*** Opening of SUPPLIED RECORDS ***

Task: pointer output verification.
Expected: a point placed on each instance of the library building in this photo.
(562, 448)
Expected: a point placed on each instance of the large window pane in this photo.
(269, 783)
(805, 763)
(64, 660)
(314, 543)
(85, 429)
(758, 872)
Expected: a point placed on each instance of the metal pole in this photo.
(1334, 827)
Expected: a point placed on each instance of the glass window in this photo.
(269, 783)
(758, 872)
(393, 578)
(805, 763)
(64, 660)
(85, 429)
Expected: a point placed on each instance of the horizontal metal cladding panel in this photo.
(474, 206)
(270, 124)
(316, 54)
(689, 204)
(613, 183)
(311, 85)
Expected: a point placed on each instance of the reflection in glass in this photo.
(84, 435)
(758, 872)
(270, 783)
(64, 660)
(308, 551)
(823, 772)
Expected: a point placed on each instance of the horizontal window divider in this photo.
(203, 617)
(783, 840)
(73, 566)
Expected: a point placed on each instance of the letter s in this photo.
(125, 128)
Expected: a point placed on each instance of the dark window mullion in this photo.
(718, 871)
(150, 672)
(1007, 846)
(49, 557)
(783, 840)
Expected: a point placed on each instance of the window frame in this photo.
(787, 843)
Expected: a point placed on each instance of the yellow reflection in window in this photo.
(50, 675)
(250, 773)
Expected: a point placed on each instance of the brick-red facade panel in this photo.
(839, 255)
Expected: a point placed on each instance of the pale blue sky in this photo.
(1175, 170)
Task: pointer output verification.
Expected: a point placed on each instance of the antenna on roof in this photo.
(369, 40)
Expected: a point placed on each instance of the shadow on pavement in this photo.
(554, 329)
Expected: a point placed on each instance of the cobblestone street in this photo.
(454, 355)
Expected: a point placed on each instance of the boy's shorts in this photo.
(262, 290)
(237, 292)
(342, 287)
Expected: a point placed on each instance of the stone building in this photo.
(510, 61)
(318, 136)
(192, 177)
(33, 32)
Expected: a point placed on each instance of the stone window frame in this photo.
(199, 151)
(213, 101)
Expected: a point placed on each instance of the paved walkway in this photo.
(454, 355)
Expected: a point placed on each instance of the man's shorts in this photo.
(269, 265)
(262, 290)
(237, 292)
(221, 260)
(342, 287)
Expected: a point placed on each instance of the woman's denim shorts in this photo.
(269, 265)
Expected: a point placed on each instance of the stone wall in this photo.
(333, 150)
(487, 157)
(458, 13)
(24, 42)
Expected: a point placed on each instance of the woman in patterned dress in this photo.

*** Close of SUPPLIED RECORDS ***

**TASK INSTRUCTIONS**:
Each record must be transcribed exactly, with nothing left out.

**RESPONSE BELOW**:
Task: pointer output verification.
Expected: a point placed on each instance of the library building in this photo.
(562, 448)
Expected: a point placed on each instance of the large window pane in this photo.
(269, 783)
(805, 763)
(64, 660)
(314, 543)
(85, 429)
(758, 872)
Expected: a point placed on each instance of the metal pole in this photo.
(1334, 827)
Expected: a point placed on each instance of the glass window in this photo.
(269, 783)
(758, 872)
(393, 578)
(805, 763)
(64, 660)
(85, 429)
Expected: a point placed on each instance of the horizontal metal cladding panel in this photo.
(474, 206)
(270, 124)
(316, 54)
(689, 204)
(613, 183)
(311, 85)
Expected: a point placed on each instance of the reflection in glass in this photo.
(84, 435)
(758, 872)
(270, 783)
(64, 660)
(308, 551)
(823, 772)
Expected: a point placed on each instance of the horizontal window divider in this photo.
(203, 617)
(783, 840)
(73, 566)
Expected: a point placed on each instance of the letter s in this photo.
(125, 128)
Expected: a point placed on each instance of the dark window mullion in this photo.
(718, 871)
(150, 672)
(1007, 846)
(49, 557)
(783, 840)
Expected: a point placed on each instance of the window frame in this photo.
(787, 843)
Expected: a point placed on each instance of the yellow reflection in window in this photo.
(50, 675)
(250, 773)
Expected: a point placed on each instance of the brick-red facade panel in this photo.
(839, 255)
Expected: a point placed on each instance of the pale blue sky in this photo.
(1175, 170)
Task: pointer output verification.
Expected: a point placed on each instance of the antenna on roof in this photo.
(369, 40)
Expected: a point placed on each instance of the shadow on pavement in this photo.
(554, 329)
Expected: a point placed on each instance of the cobblestone street in this photo.
(454, 355)
Expected: a point placed on each instance of the boy's shorts in this photo.
(262, 290)
(237, 292)
(342, 287)
Expected: a point placed on each instance of the stone building in this photo.
(510, 61)
(318, 136)
(192, 177)
(33, 32)
Expected: a point placed on each instance of the stone window frame in this photo.
(199, 151)
(213, 101)
Expected: a point placed on each instance of the paved walkway in this photo.
(454, 355)
Expected: a point placed on each instance of the man's shorts in this photo.
(269, 265)
(262, 290)
(237, 292)
(221, 260)
(342, 287)
Expected: a point placed on each instance of the woman's denim shorts in this photo.
(269, 265)
Expected: a point placed on each instance of the stone wall in this photo.
(333, 150)
(487, 157)
(458, 13)
(24, 42)
Expected: a point placed on each instance of the woman in patterned dress in this photo.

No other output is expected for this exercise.